PROVIDED TEXT
----
Similarly, the San Francisco-based AI startup Writer has released open-source and proprietary language models aimed at helping businesses write content. Its open models are less powerful than its paid models, said Writer co-founder and Chief Executive May Habib.
Sim Simeonov, chief technology officer of healthcare technology services and marketing firm Real Chemistry, said the choice isn’t about open or closed models from vendors like Writer, but selecting technology that meets a company’s technical, legal and business needs.
The ecosystem effect
Global venture-capital funding for open-source AI startups rose from $900 million in 2022 to $2.9 billion last year, according to PitchBook. That’s partly because investors are attracted to the fact that open-source companies can rapidly innovate through the legions of independent developers they draw, said Madrona Venture Group partner Jon Turow.
Cerebras, a chip startup that has raised $750 million, makes money by selling AI chips and model-building services. It develops open-source models not because they are profitable, but because it can help woo developers, said co-founder and Chief Executive Andrew Feldman.
Open-source also helps create a platform or ecosystem of software and services for the technology, which other startups can sell.
----
DATASET EXTRACT

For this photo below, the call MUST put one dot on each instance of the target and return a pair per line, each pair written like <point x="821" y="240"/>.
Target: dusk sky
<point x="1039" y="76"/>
----
Extend the article on open-source AI startups, picking up right after its last sentence. You won't need the material for this.

ANSWER SPACE
Among them, Together AI this month raised $106 million from Salesforce Ventures and other investors, valuing the firm at $1.25 billion. The startup has released its own open models, but primarily sells tools that make it cheaper and faster for businesses to use open-source models developed by others, said co-founder and CEO Vipul Ved Prakash.
Hugging Face, which has raised nearly $400 million from tech giants including
Alphabet
and
Nvidia
, helped develop the open-source BLOOM and StarCoder models. Rather than focusing on developing models, however, the startup sells compute power and enterprise support for other open models and its open-source model-sharing platform, said Jeff Boudier, head of product at Hugging Face.
“Open models tend to create an ecosystem, whereas closed models just tend to find customers,” he said. “That’s a ten, one hundred times multiplier.”
‘Uncharted territory’
Unlike open-source software, which was developed decades ago, the commercialization of open-source AI is “very much uncharted territory,” Boudier added.
For one, AI models require more capital than software. Big tech firms like Microsoft and Alphabet have the deep pockets to buy Nvidia graphics processing units, or GPUs, and put billions into building their AI.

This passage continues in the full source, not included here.